> [INSTRUCTIONS TO FOLLOW]: Below is a set of records. Please retype every one exactly.

[Opening ENTRIES SUPPLIED section]

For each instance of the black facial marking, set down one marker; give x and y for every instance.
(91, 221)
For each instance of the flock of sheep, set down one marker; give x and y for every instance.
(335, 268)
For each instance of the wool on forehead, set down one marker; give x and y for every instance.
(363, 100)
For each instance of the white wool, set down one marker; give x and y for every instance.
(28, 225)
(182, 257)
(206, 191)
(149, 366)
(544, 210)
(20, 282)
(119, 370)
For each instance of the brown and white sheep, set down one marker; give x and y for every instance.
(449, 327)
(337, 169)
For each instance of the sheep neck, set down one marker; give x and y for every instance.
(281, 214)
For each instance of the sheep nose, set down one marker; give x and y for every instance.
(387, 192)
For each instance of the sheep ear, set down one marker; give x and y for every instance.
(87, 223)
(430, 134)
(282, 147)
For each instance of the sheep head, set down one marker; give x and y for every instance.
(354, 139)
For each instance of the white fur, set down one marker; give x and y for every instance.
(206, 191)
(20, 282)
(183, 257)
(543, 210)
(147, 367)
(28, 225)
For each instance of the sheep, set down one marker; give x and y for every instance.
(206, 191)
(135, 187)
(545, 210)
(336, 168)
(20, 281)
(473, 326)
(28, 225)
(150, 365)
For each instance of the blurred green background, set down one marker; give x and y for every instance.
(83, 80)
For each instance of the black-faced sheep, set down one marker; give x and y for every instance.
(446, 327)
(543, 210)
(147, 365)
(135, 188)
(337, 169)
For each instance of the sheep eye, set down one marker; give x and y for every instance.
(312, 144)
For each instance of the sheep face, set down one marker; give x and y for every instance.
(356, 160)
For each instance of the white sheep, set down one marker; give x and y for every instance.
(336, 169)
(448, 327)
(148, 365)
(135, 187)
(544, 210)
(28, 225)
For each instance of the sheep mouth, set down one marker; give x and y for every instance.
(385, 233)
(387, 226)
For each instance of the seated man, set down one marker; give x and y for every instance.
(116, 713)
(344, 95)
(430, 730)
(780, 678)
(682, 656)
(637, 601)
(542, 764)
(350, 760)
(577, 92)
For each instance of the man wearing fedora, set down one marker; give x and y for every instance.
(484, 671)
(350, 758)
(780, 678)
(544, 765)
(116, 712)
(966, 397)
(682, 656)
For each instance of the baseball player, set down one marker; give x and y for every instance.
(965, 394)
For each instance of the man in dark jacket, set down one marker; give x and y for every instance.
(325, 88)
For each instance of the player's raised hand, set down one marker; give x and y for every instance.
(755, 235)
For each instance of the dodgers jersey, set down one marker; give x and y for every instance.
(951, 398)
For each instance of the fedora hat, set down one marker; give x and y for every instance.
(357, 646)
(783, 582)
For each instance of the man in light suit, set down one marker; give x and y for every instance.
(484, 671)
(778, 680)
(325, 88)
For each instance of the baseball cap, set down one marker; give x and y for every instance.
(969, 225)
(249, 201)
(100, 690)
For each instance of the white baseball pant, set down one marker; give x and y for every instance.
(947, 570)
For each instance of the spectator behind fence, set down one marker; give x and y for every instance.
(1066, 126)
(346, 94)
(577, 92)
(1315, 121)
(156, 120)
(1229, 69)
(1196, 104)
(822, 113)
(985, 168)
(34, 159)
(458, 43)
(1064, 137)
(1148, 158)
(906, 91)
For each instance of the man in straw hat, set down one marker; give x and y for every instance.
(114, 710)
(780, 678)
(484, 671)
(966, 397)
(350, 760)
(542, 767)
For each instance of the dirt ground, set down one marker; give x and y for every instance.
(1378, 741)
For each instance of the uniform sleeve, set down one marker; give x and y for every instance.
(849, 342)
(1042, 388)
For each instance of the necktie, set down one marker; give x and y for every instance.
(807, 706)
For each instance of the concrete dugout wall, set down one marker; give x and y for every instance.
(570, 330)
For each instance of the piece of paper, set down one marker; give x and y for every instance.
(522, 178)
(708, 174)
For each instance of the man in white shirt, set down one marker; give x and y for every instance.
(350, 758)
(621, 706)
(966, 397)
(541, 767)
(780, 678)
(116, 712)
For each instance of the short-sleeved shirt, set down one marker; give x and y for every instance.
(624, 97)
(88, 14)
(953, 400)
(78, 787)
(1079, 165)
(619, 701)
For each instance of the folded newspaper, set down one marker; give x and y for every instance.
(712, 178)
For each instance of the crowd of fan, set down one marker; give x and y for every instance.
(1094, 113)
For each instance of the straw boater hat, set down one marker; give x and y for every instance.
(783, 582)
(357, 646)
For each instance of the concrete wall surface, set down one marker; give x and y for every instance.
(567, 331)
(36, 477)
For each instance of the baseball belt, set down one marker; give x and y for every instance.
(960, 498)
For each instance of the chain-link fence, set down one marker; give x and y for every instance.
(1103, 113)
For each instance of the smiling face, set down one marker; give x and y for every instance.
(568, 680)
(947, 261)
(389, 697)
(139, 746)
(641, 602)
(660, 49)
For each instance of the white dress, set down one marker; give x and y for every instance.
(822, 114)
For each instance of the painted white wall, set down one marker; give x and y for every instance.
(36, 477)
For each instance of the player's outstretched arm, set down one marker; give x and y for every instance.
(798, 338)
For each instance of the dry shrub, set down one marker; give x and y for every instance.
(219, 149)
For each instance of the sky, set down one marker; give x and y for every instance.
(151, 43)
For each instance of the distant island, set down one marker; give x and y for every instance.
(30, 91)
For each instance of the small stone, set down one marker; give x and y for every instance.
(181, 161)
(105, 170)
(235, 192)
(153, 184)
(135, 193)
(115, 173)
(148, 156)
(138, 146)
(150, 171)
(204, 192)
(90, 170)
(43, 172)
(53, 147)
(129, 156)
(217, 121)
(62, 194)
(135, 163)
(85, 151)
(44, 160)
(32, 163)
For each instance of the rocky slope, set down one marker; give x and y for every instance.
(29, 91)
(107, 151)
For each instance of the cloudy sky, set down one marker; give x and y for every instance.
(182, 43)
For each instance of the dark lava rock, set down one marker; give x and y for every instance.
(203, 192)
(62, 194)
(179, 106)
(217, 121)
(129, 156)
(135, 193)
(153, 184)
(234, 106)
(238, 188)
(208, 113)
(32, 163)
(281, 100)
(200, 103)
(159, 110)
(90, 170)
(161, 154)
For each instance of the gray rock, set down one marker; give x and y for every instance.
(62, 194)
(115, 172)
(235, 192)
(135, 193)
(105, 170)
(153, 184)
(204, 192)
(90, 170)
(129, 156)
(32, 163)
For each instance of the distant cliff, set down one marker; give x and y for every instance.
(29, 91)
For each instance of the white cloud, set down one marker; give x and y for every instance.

[Closing ENTRIES SUPPLIED section]

> [WRITTEN ANSWER]:
For each instance of the black facial marking, set down one marker; give x and y for every instance.
(91, 221)
For each instance of the flock of sheep, set down one marker; give x and y for every instance.
(335, 268)
For each instance of the wool on forehead, set down one marker; give x and y for every instance.
(363, 100)
For each instance of the white wool, set down one marker; give x and y for every instance.
(28, 225)
(182, 257)
(206, 191)
(149, 366)
(544, 210)
(20, 282)
(119, 370)
For each instance of the brown and white sheep, set down one marker; give x and y for every instance.
(449, 327)
(337, 169)
For each instance of the sheep neck, set down one marker; give x and y for every instance.
(281, 214)
For each instance of the sheep nose, set down one marker; give x and y for every instance.
(387, 192)
For each instance of the sheep ear, set down one marker; give x and y for every instance.
(87, 223)
(430, 134)
(282, 147)
For each instance of the sheep head, set down one marker; give x and y for every instance.
(354, 139)
For each instance of the white fur, set down one marker; give x and y for every instance.
(206, 191)
(20, 282)
(183, 257)
(543, 210)
(147, 367)
(28, 225)
For each instance of the sheep, set down one marker; give x and y for every instance.
(206, 191)
(135, 187)
(545, 210)
(336, 168)
(20, 281)
(473, 326)
(28, 225)
(150, 365)
For each instance of the blurred green background, set down one marker; give x and y for every instance.
(83, 80)
For each instance of the black-faced sheep, set down one marker; give x and y for every instance.
(446, 327)
(543, 210)
(147, 365)
(135, 188)
(337, 169)
For each instance of the sheep eye, set down one marker; give x and y for every instance.
(312, 144)
For each instance of the sheep face, set down one marker; give x and y for every instance.
(356, 160)
For each instance of the white sheep, set down one marker; give x and y for every instance.
(336, 169)
(448, 327)
(148, 365)
(135, 187)
(544, 210)
(28, 225)
For each instance of the sheep mouth, set down one marker; give x and y for every instance.
(385, 233)
(387, 226)
For each instance of the seated man, set down one marker; give x and y for every instance.
(116, 713)
(344, 95)
(430, 730)
(780, 678)
(682, 656)
(637, 601)
(542, 764)
(350, 760)
(577, 92)
For each instance of the man wearing fedora, set down one marker; give x and y for every instance.
(484, 671)
(350, 758)
(780, 678)
(544, 765)
(116, 712)
(966, 397)
(682, 656)
For each instance of the baseball player, set down one marker; give x and y for every instance.
(965, 394)
For each instance of the man in dark jacket, set down one marker; give x and y for every instance.
(325, 88)
For each instance of the player's raised hand, set down one marker; give x and y for every instance.
(755, 235)
For each instance of the dodgers jersey, set down one marker; give x and y for every instance.
(951, 398)
For each instance of the fedora hat, set down one marker; give x and y for every instance.
(357, 646)
(783, 582)
For each instance of the man in light suit, set down one marker; give x and y for every instance.
(484, 671)
(778, 680)
(325, 88)
For each instance of the baseball cap, set down one marker; give x and y for every instance.
(969, 225)
(249, 201)
(100, 690)
For each instance of the white baseball pant, set down one marker; give x and y for every instance.
(947, 570)
For each instance of the spectator behind fence, set down one marker; give x and y for every instance.
(1066, 126)
(346, 94)
(577, 92)
(1315, 121)
(156, 120)
(1229, 69)
(1196, 104)
(822, 113)
(985, 168)
(34, 159)
(458, 43)
(1064, 137)
(1148, 158)
(906, 91)
For each instance of the man in straw hat, set down one marker; give x and y for every instance.
(114, 710)
(780, 678)
(484, 671)
(966, 397)
(350, 760)
(542, 767)
For each instance of the dirt ground, set down one marker; give x and y for every instance.
(1378, 741)
For each instance of the uniform sleeve, set down one marker; give x and y for every instance.
(849, 342)
(1042, 388)
For each instance of the necktie, set down one marker; give x and y for every instance.
(807, 706)
For each instance of the concrete dugout wall, set down one marker; give x and y for every instance.
(570, 330)
For each instance of the piece of paper, set down one marker; give x and y for every instance.
(522, 178)
(708, 174)
For each instance of the man in white shirt, set down one marker; give x and y for every instance.
(350, 758)
(621, 706)
(966, 397)
(541, 767)
(780, 678)
(116, 712)
For each instance of the short-sleeved shirt, set down one marker; give x and y for every instance.
(624, 97)
(88, 14)
(953, 400)
(78, 787)
(1079, 165)
(619, 701)
For each instance of the folded newspaper, set down one marker; give x and y for every instance.
(712, 178)
For each instance of the crowd of fan, set down one marker; give x and y for every instance.
(1094, 113)
For each instance of the straw boater hat, set down one marker; give x and y for every instance.
(783, 582)
(357, 646)
For each instance of the concrete wall surface, set down one marker; give x and y for every instance.
(567, 331)
(36, 477)
For each instance of the baseball belt, set down one marker; give x and y for every instance.
(960, 498)
For each instance of the chain-link fence, set down one marker; give x and y for every instance.
(1103, 113)
For each instance of the smiling face, set down one marker; give x and y for every instance.
(568, 680)
(947, 261)
(389, 697)
(139, 746)
(641, 602)
(660, 49)
For each instance of the white dress, set down one marker; give x and y for every instance.
(822, 114)
For each instance of the painted white wall, set down one marker; give x and y for every instance.
(36, 477)
For each instance of the player's outstretched arm, set down one marker; give x and y for every instance.
(798, 338)
For each instance of the dry shrub, set down one marker; give x and y for every instance.
(219, 149)
For each instance of the sky, set down one marker; give x and y for every instance.
(151, 43)
For each instance of the distant island, set down one marker; give x and y for every instance.
(30, 91)
For each instance of the small stone, set down one marker; give x and y for every instance.
(181, 161)
(105, 170)
(235, 192)
(153, 184)
(135, 193)
(115, 173)
(148, 156)
(138, 146)
(150, 171)
(204, 192)
(90, 170)
(43, 172)
(53, 147)
(129, 156)
(217, 121)
(62, 194)
(135, 163)
(85, 151)
(44, 160)
(32, 163)
For each instance of the rocky slope, set down one marker; give x and y for every instance.
(29, 91)
(107, 151)
For each instance of the cloudy sky, set down one marker; give x and y for every instance.
(182, 43)
For each instance of the dark lava rock, set down one marker; give x and y for every instance.
(203, 192)
(62, 194)
(179, 106)
(217, 121)
(129, 156)
(135, 193)
(153, 184)
(234, 106)
(238, 188)
(208, 113)
(32, 163)
(281, 100)
(200, 103)
(159, 110)
(90, 170)
(161, 154)
For each instance of the gray rock, set down one marker; give x and y for every instance.
(62, 194)
(115, 172)
(235, 192)
(135, 193)
(105, 170)
(153, 184)
(204, 192)
(90, 170)
(129, 156)
(32, 163)
For each instance of the distant cliff, set down one marker; give x and y for every instance.
(29, 91)
For each instance of the white cloud, set down one marker; give x and y for every instance.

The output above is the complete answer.